══ Dataset rows ══
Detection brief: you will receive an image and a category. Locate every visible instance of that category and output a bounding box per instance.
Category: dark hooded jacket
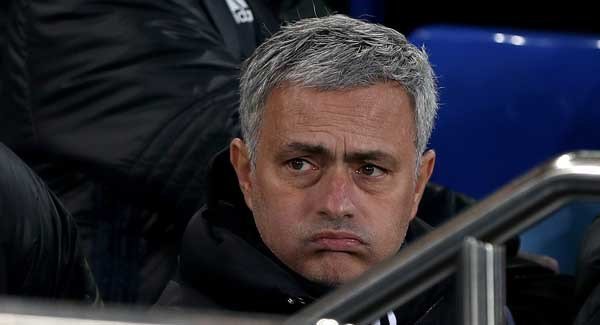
[158,151,456,325]
[0,0,324,303]
[0,143,100,304]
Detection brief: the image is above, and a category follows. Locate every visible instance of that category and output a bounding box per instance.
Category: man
[159,15,464,324]
[0,0,325,304]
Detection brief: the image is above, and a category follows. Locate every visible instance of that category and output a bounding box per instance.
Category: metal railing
[285,151,600,325]
[0,151,600,325]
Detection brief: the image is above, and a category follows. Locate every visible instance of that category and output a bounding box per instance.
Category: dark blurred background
[325,0,600,34]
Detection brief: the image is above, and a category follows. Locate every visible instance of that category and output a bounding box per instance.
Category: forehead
[261,82,414,151]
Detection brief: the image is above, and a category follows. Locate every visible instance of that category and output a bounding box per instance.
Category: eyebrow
═══
## [Your task]
List every line in the records above that contains the string "dark", copying each line in full. Case counts.

## [The solution]
Category: dark hooded jacket
Category: dark blurred background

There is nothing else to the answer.